> [Input material]
═══

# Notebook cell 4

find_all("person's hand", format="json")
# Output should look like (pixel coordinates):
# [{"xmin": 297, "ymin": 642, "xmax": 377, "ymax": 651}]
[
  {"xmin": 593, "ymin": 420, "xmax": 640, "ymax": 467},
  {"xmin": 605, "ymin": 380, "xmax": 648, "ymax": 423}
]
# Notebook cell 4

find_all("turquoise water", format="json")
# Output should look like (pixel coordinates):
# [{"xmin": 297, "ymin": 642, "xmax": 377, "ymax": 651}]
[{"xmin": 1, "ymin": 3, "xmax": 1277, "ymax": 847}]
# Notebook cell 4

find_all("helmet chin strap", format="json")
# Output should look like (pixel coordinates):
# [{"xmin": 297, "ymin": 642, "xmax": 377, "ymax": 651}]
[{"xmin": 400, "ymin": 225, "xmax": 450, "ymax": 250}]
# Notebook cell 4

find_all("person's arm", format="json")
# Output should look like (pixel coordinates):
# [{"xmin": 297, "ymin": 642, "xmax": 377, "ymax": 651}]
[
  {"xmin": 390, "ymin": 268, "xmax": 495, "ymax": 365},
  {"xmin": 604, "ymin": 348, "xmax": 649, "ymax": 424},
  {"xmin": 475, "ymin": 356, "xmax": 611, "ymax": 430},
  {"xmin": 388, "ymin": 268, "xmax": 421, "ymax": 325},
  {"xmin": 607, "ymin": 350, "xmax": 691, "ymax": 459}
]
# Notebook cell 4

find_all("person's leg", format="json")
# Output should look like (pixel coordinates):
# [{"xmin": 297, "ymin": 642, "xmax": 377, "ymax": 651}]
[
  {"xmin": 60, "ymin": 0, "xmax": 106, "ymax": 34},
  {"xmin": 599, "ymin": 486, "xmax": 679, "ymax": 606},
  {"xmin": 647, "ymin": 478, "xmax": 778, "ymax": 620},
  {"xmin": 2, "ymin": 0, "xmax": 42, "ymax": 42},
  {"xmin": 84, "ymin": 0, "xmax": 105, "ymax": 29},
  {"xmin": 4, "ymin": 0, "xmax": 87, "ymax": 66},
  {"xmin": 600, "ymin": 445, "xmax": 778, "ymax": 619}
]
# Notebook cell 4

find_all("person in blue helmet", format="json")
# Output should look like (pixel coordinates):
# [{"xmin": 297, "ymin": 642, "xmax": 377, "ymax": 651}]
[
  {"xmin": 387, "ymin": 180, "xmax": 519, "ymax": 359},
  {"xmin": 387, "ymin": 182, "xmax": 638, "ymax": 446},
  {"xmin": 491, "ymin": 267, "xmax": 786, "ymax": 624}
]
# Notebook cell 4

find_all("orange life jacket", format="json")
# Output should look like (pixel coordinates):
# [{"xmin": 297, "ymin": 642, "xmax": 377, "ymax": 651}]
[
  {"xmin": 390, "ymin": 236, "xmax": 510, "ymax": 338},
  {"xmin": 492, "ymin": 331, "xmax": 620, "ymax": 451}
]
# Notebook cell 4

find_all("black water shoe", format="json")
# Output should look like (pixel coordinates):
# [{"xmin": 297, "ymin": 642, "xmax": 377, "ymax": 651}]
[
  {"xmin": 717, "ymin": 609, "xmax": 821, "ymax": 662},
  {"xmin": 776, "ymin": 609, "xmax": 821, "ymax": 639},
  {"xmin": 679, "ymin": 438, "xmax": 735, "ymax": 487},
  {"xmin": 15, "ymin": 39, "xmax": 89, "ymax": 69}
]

═══

> [Problem description]
Whenever a line above includes "helmet", copy it in full.

> [Finished task]
find_all("helmet chin strap", format="json")
find_all("person in blue helmet", format="json")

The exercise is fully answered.